**提示本文**
__________

しかし、お客様に安心してご利用いただくために、不良品の発生を最大限に抑える努力と、万が一の際の迅速な対応体制が何よりも重要だと考えています。
この記事では、化粧箱の品質トラブルの具体的な事例と、それぞれの原因、そして当社でのクレーム対応についてご紹介します。
化粧箱で起こりうる品質トラブル事例
化粧箱の不良品は、製造工程の各段階で発生する可能性があります。主なトラブルは以下の通りです。
デザイン・データに関する不良
色校正ミス
指定した色と実際の印刷物の色が大きく異なる。
文字校正ミス
文字や文章に誤りがある。
先祖返り
校了後の修正データではなく、校了前の古いデータで印刷してしまうトラブル。
印刷・資材に関する不良
刷版・用紙のキズや汚れ
印刷に使用する刷版や、元々の用紙にキズや汚れがあり、それが印刷に現れてしまう。
色ムラ
印刷開始時と終了時で色の濃淡が変わってしまう。これは、印刷機の温度やインキの粘度変化などが原因で起こります。
ピンホール
インキが文字や絵柄にのらず、小さな白い穴が開いてしまう現象。紙粉やインキカスなどのゴミが主な原因です。

__________

**提示資料**
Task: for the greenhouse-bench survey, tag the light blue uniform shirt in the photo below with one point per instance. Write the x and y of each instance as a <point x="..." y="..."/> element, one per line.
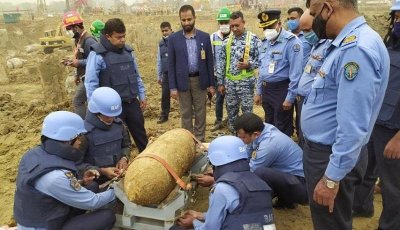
<point x="57" y="185"/>
<point x="346" y="95"/>
<point x="191" y="45"/>
<point x="313" y="64"/>
<point x="96" y="63"/>
<point x="223" y="200"/>
<point x="275" y="150"/>
<point x="306" y="47"/>
<point x="280" y="60"/>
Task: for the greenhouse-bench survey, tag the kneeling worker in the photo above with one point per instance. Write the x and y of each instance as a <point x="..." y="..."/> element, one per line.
<point x="109" y="145"/>
<point x="48" y="192"/>
<point x="239" y="199"/>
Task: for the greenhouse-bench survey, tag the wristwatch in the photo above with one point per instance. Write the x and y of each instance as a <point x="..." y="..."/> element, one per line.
<point x="330" y="183"/>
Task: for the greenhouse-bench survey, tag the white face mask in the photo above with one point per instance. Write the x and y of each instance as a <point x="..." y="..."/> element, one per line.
<point x="225" y="29"/>
<point x="270" y="34"/>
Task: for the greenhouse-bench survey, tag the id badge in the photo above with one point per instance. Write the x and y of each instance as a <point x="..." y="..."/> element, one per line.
<point x="203" y="54"/>
<point x="271" y="68"/>
<point x="307" y="69"/>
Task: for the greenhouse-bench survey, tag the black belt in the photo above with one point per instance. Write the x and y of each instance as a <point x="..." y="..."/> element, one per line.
<point x="194" y="74"/>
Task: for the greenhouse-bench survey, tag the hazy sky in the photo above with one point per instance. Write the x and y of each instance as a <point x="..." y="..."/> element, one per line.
<point x="47" y="1"/>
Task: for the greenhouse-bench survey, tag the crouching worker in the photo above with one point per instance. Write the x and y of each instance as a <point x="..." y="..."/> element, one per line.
<point x="108" y="141"/>
<point x="48" y="193"/>
<point x="239" y="199"/>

__________

**課題**
化粧箱の品質トラブルを扱った本文の続きを、最後の一文の直後から書き足してください。

**解答**
ブロッキング・コスレ傷
印刷されたインクが完全に乾燥する前に積み重ねることで、下の紙の裏面にインクが転写される「ブロッキング」や、製函・輸送時に化粧箱同士がこすれて発生する「コスレ傷」。
画像はコスレ傷
加工・製造に関する不良
打抜き不良
罫線不良: 箱の折り目に当たる「罫線」が不鮮明で、きれいに折り曲げられない。
罫割れ: 罫線が割れてしまい、紙の中身が見えてしまう。
ビビり: 刃物で切り抜く際に、紙の表面が毛羽立ってしまう。
画像はビビり
糊付け不良
剥がれ: 接着剤(ボンド)が不十分で、箱が剥がれてしまう。
はみ出し: 接着剤が多すぎて、箱の表面にはみ出してしまう。
貼り合わせズレ: 箱を組み立てる際に、接着面の位置がずれてしまう。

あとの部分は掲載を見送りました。